---------- VORLIEGENDER TEXT

Die Neuregelung der Tumorchirurgie

Erfahrung lässt sich nicht nur an Zahlen ablesen

Dr. Heinrich Pernthaler, Primar der Chirurgie am Krankenhaus Meran
Dr. Heinrich Pernthaler ist seitüber zwanzig Jahren Chirurg in leitender Stellung. Er hat u. a. das Transplantationszentrum in Innsbruck geleitet und dort sämtliche Organe des Bauchraumes transplantiert.
Er lehrt an der medizinischen Fakultät Innsbruck und hat als Primar der Chirurgie am Krankenhaus Bozen die Leberchirurgie aufgebaut, ist spezialisiert auf delikate Pankreasoperationen. Dr. Heinrich Pernthaler, ist seit seiner Rückkehr aus Deutschland vor zwei Jahren, Primar der Abteilung Chirurgie am Krankenhaus Meran.
„Eine Zertifizierung nach europäischen Standards hätte ich für meine Abteilung ohnehin angestrebt; nun ist diese sozusagen von oben verordnet worden.“ Für seine Abteilung, ihn persönlich, seine tägliche Arbeit und die seines Teams ändert sich im Prinzip mit der Neuordnung der Tumorchirurgie wenig.Meran ist eines der Referenzkrankenhäuser in Südtirol.
Gerade deshalb zieht er es vor, nicht Stellung zu beziehen. „Ich stehe nicht der Sache an sich skeptisch gegenüber, sondern dem Modus, dem Verordnen von oben. Es braucht viel Fachkenntnis, um solche Dinge zu beurteilen; die Frage ist legitim, ob politische Entscheidungsträger ausreichenden Einblick haben, um solch spezifische Entscheidungen zu treffen …“ Erfahrung“, so Primar Heinrich Pernthaler, „lässt sich nicht unbedingt nur an Zahlen ablesen, ist nur ein Teil der Wahrheit.“

Die Neuregelung der Tumorchirurgie

Ein Chirurg möchte den ganzen Körper operieren

Dr. Peter Georg Stecher, Primar der Chirurgie am Krankenhaus Schlanders
Er ist frustriert. So hätte er sich den Abschluss seiner Karriere nicht vorgestellt. Dr. Peter Georg Stecher ist Primar der Chirurgie am Krankenhaus Schlanders. Mit der Neuordnung der Tumorchirurgie hat sich sein Leben geändert.

--------------------
---------- DATENSÄTZE

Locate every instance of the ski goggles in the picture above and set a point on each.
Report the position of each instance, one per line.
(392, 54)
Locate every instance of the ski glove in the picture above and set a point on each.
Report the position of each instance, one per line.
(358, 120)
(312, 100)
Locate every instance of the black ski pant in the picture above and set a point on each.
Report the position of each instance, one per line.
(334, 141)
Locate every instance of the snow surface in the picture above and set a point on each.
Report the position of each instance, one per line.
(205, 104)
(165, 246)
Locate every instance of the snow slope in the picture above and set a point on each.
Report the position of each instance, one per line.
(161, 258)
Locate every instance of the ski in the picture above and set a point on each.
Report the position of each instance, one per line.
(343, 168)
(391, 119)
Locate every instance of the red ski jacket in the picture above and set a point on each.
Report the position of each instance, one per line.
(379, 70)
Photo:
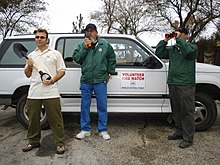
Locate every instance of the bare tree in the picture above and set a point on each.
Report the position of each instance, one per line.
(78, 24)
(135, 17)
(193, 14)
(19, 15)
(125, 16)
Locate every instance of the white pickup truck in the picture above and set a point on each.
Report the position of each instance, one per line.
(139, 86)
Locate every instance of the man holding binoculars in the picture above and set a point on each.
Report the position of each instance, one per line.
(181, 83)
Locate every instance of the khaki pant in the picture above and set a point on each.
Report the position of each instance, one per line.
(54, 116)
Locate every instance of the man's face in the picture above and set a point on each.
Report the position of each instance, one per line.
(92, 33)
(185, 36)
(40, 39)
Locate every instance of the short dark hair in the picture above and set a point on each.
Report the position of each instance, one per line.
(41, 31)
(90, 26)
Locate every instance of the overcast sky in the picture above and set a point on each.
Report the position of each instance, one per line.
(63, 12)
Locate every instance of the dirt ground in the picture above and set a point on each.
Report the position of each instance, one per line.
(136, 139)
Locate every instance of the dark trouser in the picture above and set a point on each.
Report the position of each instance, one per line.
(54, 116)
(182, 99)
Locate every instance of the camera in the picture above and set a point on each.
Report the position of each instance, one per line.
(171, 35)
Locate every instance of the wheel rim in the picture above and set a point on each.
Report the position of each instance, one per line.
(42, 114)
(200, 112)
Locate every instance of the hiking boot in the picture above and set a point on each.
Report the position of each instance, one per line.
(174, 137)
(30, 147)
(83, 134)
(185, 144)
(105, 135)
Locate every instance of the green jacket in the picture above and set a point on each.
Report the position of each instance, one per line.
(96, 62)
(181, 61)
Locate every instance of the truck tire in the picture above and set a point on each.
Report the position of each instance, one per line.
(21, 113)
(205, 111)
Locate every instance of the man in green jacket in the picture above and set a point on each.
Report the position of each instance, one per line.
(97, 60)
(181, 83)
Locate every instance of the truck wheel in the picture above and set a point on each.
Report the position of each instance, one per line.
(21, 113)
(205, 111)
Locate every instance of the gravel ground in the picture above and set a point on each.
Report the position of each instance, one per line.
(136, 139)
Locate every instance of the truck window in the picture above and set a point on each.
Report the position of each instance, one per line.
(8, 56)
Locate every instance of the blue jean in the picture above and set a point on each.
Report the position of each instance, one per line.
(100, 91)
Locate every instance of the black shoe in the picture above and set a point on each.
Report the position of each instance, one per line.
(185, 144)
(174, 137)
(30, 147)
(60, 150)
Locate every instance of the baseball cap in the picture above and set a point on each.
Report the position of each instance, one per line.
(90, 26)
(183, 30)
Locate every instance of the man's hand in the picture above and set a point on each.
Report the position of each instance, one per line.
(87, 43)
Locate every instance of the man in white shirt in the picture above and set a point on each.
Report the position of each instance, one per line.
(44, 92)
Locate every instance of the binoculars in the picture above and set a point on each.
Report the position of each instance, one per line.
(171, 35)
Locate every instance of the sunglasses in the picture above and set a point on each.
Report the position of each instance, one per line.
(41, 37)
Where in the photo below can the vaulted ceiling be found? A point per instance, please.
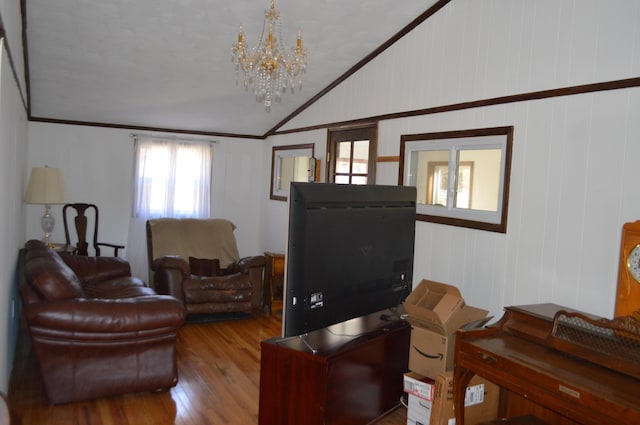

--------------------

#### AUFGABENSTELLUNG
[A] Prüfen Sie, ob die folgenden Aussagen mit dem Text zur Neuregelung der Tumorchirurgie übereinstimmen. Antworten Sie jeweils mit Ja oder Nein und zitieren Sie die entscheidende Textstelle wörtlich.
(i) Dr. Heinrich Pernthaler hat das Transplantationszentrum in Innsbruck geleitet.
(ii) Dr. Heinrich Pernthaler steht der Neuregelung an sich skeptisch gegenüber.
(iii) Dr. Peter Georg Stecher ist Primar der Chirurgie am Krankenhaus Meran.
[B] Erklären Sie anhand des Textes zur Neuregelung der Tumorchirurgie, warum Dr. Heinrich Pernthaler es vorzieht, nicht Stellung zu beziehen.

#### LÖSUNGEN
[A]
(i) Ja: „Er hat u. a. das Transplantationszentrum in Innsbruck geleitet“
(ii) Nein: „Ich stehe nicht der Sache an sich skeptisch gegenüber, sondern dem Modus, dem Verordnen von oben.“
(iii) Nein: „Dr. Peter Georg Stecher ist Primar der Chirurgie am Krankenhaus Schlanders.“

[B] Für seine Abteilung, für ihn persönlich und für die tägliche Arbeit seines Teams ändert sich mit der Neuordnung der Tumorchirurgie im Prinzip wenig. Zudem ist Meran eines der Referenzkrankenhäuser in Südtirol.